* TEKS BACAAN:
┄┄┄┄┄┄┄┄┄┄┄┄┄┄┄┄┄┄┄┄
PENYIKSAAN DAN PEMAKSAAN
Yasir, beserta isterinya Sumaiyah
dan anaknya Ammar, termasuk orang-orang yang pertama memeluk agama Islam.
Diwaktu itu jumlah pengikut Rasulullah s.a.w. baru beberapa puluh orang saja,
dan kebanyakan terdiri dari rakyat jelata yang tidak mampu (haves not).
Kekejaman kaum Musyrikin Quraisy berlaku bukan alang-kepalang, terhadap
orang-orang yang kedapatan oleh mereka sudah masuk Islam. Juga keluarga Yasir
pada satu kali menjadi sasaran keganasan Musyrikin Quraisy. Yasir suami isteri
dan anak mereka Ammar, mereka seret kepadang pasir yang panas menyala. Disana
mereka dijemur dan dipukuli, sehingga Yasir mati. Istri Yasir, Sumaiyah ditikam
dengan tombak oleh tangan Abu Jahal sendiri. Diapun mati sebagai syahidah yang
pertama dalam Islam. Datang giliran Ammar bin Yasir. Dia dijemur, dipukul,
dihimpit dadanya dengan batu besar dan panas, kemudian dibenamkan kedalam air.
┄┄┄┄┄┄┄┄┄┄┄┄┄┄┄┄┄┄┄┄
* KUMPULAN DATA:

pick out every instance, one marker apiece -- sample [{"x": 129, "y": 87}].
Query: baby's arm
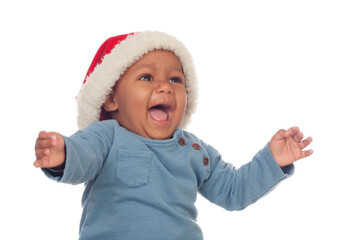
[
  {"x": 287, "y": 146},
  {"x": 49, "y": 150}
]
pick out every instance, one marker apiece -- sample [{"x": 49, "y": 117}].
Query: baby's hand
[
  {"x": 286, "y": 146},
  {"x": 49, "y": 150}
]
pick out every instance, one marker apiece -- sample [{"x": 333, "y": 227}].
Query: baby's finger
[
  {"x": 291, "y": 131},
  {"x": 298, "y": 136},
  {"x": 305, "y": 143},
  {"x": 306, "y": 153}
]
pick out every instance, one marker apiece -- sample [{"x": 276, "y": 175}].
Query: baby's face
[{"x": 150, "y": 98}]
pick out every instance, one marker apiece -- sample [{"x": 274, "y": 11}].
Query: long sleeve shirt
[{"x": 139, "y": 188}]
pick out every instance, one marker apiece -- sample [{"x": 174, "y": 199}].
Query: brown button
[
  {"x": 182, "y": 142},
  {"x": 205, "y": 161},
  {"x": 196, "y": 146}
]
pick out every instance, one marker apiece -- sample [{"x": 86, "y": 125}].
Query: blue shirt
[{"x": 139, "y": 188}]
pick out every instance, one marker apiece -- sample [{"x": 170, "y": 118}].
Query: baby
[{"x": 141, "y": 170}]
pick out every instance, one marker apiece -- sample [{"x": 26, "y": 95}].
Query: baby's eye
[
  {"x": 175, "y": 80},
  {"x": 146, "y": 78}
]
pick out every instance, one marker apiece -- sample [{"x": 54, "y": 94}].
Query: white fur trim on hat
[{"x": 100, "y": 82}]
┄┄┄┄┄┄┄┄┄┄┄┄┄┄┄┄┄┄┄┄
* LATIHAN SOAL:
• 1. Suntinglah bagian teks tentang keluarga Yasir, mulai dari "Diwaktu itu jumlah" terus hingga "dibenamkan kedalam air.", dengan mengganti "tombak" menjadi "lembing".
• 2. Menurut teks tentang keluarga Yasir, siapa yang menikam Sumaiyah dengan tombak?
Data tersebut tidak diperlukan untuk mengerjakan latihan ini.

* KUNCI JAWABAN:
• 1.
Diwaktu itu jumlah pengikut Rasulullah s.a.w. baru beberapa puluh orang saja,
dan kebanyakan terdiri dari rakyat jelata yang tidak mampu (haves not).
Kekejaman kaum Musyrikin Quraisy berlaku bukan alang-kepalang, terhadap
orang-orang yang kedapatan oleh mereka sudah masuk Islam. Juga keluarga Yasir
pada satu kali menjadi sasaran keganasan Musyrikin Quraisy. Yasir suami isteri
dan anak mereka Ammar, mereka seret kepadang pasir yang panas menyala. Disana
mereka dijemur dan dipukuli, sehingga Yasir mati. Istri Yasir, Sumaiyah ditikam
dengan lembing oleh tangan Abu Jahal sendiri. Diapun mati sebagai syahidah yang
pertama dalam Islam. Datang giliran Ammar bin Yasir. Dia dijemur, dipukul,
dihimpit dadanya dengan batu besar dan panas, kemudian dibenamkan kedalam air.

• 2. Sumaiyah ditikam dengan tombak oleh tangan Abu Jahal sendiri.